* **Assignment**
Go through the data below and retype all of it exactly.

________________________

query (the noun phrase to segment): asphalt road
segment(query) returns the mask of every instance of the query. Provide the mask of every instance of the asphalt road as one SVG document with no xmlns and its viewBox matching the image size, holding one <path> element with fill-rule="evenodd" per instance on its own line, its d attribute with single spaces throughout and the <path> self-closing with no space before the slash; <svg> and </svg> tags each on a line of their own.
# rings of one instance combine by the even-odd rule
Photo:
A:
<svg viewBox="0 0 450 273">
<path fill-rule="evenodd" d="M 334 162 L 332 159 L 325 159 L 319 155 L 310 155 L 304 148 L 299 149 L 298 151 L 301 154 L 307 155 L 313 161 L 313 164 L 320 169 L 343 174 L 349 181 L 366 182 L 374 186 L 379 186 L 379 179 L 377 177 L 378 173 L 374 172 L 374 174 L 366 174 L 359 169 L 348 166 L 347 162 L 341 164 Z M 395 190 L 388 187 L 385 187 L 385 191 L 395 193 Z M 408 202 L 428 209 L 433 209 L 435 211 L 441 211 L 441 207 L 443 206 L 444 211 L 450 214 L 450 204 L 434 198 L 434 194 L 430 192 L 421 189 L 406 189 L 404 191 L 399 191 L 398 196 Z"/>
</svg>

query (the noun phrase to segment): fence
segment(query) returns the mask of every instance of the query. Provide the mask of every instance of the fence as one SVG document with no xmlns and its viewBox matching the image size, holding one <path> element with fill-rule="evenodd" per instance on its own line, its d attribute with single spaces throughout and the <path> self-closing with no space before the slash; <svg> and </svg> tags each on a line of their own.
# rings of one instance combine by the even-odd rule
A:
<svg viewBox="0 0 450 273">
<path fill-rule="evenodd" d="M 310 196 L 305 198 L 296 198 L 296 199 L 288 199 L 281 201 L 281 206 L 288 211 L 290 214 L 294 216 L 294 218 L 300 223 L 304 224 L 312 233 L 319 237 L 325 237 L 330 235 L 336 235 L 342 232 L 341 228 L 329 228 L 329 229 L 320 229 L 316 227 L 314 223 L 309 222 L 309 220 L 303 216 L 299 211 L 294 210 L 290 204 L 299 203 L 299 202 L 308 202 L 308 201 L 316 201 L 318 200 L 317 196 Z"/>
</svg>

________________________

* **Finished task**
query (the noun phrase to segment): asphalt road
segment(query) returns the mask of every instance of the query. Provide the mask of every instance of the asphalt road as one SVG document with no xmlns and its viewBox matching the image size, holding one <path> element with fill-rule="evenodd" per instance on its own line, its d attribute with single spaces throughout and the <path> self-closing with no space before the slash; <svg> and </svg> tags each on a line of their own.
# rings of one instance combine by the even-odd rule
Photo:
A:
<svg viewBox="0 0 450 273">
<path fill-rule="evenodd" d="M 334 162 L 332 159 L 325 159 L 319 155 L 310 155 L 304 148 L 299 149 L 298 151 L 301 154 L 307 155 L 313 161 L 313 164 L 320 169 L 343 174 L 349 181 L 366 182 L 374 186 L 379 186 L 379 179 L 377 177 L 378 173 L 374 172 L 374 174 L 366 174 L 359 169 L 348 166 L 347 162 L 341 164 Z M 395 190 L 388 187 L 385 187 L 385 191 L 395 193 Z M 408 202 L 428 209 L 433 209 L 435 211 L 441 211 L 441 207 L 443 206 L 444 211 L 450 214 L 450 204 L 434 198 L 434 194 L 430 192 L 421 189 L 406 189 L 404 191 L 399 191 L 398 196 Z"/>
</svg>

query (the noun phrase to segment): fence
segment(query) returns the mask of every instance of the query. Provide the mask of every instance of the fence as one SVG document with no xmlns and its viewBox matching the image size, holding one <path> element with fill-rule="evenodd" per instance on its own line, its d attribute with single spaces throughout and the <path> self-closing with no space before the slash; <svg> and </svg> tags each on a line of their own.
# rings of one instance combine by the even-odd rule
A:
<svg viewBox="0 0 450 273">
<path fill-rule="evenodd" d="M 310 196 L 305 198 L 296 198 L 296 199 L 288 199 L 281 201 L 281 206 L 288 211 L 290 214 L 294 216 L 294 218 L 300 223 L 304 224 L 312 233 L 319 237 L 325 237 L 330 235 L 336 235 L 342 232 L 341 228 L 329 228 L 329 229 L 320 229 L 316 227 L 314 223 L 309 222 L 309 220 L 303 216 L 299 211 L 294 210 L 290 204 L 299 203 L 299 202 L 308 202 L 308 201 L 316 201 L 318 200 L 317 196 Z"/>
</svg>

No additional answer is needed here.